** Opening Data records block **

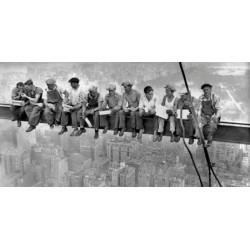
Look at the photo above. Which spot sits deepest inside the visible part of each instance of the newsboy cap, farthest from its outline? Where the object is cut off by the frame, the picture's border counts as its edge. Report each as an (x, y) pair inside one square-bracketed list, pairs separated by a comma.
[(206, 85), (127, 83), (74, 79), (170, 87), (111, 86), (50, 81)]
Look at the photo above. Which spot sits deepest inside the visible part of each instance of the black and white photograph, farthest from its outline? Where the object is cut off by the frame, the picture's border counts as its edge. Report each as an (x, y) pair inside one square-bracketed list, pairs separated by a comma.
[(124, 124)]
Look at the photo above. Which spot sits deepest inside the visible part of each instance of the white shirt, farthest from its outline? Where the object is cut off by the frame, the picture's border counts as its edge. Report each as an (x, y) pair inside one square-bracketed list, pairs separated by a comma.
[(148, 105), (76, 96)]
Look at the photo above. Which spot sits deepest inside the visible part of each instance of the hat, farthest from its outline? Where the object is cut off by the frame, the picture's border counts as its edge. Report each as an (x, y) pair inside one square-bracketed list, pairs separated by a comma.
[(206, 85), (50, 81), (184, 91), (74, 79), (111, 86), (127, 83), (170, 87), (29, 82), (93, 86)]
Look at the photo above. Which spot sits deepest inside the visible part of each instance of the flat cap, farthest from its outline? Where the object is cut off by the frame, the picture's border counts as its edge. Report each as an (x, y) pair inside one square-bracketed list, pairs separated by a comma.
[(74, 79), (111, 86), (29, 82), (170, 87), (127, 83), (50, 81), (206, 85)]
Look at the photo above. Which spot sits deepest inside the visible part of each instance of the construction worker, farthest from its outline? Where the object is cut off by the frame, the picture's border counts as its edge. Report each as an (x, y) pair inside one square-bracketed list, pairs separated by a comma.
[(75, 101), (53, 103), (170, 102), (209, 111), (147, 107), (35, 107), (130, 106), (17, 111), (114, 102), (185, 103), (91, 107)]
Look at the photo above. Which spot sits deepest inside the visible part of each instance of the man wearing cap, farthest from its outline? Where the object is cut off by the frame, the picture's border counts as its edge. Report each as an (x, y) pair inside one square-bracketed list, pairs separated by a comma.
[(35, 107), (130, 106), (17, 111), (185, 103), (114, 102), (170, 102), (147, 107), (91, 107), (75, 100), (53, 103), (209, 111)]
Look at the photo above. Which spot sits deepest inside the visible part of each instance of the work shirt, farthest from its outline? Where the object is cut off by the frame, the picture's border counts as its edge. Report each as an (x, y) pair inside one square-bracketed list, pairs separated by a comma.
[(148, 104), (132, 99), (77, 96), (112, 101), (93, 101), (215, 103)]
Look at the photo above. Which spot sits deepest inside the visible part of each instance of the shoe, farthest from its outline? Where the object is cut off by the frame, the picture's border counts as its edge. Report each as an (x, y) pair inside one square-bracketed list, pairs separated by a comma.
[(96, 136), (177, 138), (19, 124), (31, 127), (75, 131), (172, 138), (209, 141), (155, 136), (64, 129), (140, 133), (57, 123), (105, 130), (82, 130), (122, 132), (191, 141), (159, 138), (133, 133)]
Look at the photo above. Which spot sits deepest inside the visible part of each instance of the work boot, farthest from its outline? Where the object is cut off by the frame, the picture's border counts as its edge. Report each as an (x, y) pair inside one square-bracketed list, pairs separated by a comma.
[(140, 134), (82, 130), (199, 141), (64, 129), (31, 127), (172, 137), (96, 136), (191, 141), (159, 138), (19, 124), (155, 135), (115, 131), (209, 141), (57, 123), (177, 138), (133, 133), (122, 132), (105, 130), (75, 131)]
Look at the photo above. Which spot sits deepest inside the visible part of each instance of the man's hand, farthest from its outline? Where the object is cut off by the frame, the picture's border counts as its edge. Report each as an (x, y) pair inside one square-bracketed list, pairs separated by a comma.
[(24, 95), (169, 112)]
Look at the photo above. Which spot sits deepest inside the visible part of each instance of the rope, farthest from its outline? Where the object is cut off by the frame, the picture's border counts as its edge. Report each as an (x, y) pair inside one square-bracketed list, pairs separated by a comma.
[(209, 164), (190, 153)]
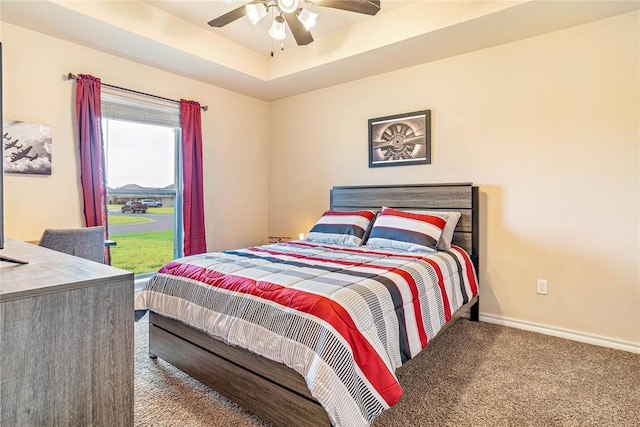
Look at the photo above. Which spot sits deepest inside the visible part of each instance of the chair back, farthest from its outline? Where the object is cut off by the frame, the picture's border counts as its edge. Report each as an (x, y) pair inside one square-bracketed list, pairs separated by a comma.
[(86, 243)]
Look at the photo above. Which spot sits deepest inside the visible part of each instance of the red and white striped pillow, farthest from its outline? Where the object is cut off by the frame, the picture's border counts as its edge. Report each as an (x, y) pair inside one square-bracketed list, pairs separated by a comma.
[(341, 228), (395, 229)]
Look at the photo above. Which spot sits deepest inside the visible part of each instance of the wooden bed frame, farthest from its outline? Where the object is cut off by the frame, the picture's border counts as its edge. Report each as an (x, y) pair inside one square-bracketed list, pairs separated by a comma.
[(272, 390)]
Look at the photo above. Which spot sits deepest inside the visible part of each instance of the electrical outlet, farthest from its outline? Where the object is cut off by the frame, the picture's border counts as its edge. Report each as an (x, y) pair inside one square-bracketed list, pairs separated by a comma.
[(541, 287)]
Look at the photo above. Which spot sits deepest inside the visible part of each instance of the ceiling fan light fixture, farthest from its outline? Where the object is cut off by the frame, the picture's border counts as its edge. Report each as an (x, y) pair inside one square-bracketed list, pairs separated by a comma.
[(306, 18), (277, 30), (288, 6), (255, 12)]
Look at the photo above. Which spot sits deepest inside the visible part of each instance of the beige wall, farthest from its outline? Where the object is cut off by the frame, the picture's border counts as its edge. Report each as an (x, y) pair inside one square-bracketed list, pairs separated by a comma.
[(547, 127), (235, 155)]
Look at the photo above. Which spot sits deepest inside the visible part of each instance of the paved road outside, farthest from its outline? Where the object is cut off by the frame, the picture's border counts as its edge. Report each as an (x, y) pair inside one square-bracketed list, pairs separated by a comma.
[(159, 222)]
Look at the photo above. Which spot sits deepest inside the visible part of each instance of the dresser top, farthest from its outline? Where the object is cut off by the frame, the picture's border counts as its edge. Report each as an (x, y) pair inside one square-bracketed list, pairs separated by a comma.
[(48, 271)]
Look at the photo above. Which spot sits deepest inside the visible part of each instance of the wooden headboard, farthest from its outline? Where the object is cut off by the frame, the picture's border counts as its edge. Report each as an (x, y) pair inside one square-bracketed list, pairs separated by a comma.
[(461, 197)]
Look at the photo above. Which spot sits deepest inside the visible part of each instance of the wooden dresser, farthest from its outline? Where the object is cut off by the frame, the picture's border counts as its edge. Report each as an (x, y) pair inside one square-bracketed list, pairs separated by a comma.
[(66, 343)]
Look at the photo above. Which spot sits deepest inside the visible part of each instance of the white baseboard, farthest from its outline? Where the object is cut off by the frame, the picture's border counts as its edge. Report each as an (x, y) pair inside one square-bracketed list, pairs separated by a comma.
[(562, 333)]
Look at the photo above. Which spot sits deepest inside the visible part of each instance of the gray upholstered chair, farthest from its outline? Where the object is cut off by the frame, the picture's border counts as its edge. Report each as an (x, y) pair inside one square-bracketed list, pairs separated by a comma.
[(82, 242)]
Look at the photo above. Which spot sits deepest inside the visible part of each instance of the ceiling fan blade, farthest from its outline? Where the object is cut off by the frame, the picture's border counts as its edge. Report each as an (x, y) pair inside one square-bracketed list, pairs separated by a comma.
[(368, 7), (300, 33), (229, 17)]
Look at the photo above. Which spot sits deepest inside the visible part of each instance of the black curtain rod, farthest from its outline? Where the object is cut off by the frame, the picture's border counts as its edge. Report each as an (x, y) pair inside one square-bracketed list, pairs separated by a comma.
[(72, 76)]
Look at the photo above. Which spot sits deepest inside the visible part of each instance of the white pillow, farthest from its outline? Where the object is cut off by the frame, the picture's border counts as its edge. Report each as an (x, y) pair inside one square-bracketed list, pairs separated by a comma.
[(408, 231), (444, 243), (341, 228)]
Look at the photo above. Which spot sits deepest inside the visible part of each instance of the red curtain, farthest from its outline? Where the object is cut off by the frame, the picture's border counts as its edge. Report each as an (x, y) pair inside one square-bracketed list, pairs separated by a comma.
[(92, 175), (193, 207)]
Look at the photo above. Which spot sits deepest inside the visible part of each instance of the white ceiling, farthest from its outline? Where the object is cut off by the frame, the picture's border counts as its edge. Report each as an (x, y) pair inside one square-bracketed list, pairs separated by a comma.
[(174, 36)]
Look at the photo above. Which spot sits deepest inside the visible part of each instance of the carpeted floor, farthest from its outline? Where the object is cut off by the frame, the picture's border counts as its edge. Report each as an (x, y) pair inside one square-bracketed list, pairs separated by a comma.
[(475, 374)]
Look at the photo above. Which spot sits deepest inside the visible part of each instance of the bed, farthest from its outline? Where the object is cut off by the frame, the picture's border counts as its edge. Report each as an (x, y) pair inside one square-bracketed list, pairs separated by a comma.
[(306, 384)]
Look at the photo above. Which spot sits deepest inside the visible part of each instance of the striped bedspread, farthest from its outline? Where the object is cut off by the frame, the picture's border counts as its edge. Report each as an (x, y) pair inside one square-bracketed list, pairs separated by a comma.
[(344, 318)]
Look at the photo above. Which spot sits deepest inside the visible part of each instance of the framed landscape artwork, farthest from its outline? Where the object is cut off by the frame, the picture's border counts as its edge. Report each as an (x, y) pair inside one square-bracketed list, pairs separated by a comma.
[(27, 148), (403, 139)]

** Closing Data records block **

■ **Exercise instructions**: Word for word, quote the lines from the line containing "of the striped" through the end of the material, both included, and nothing else.

■ **Answer space**:
Look at the photo above. Which spot sits deepest inside the visible part of each instance of the striped bedspread, farthest from its outline? Where the object is cut off by the frame, the picture's border counts as its edge. Report each as an (x, y) pair inside one square-bracketed list, pairs separated by a comma.
[(344, 318)]
Look at the photo above. Which spot sits deepest inside the visible part of each instance of the framed landscape artwork, farthest from its outline? Where the object is cut off by the frame, the picture's border counts as its edge. Report each as an (x, y) pair inside one square-bracketed list, pairs separated by a comma.
[(27, 148), (403, 139)]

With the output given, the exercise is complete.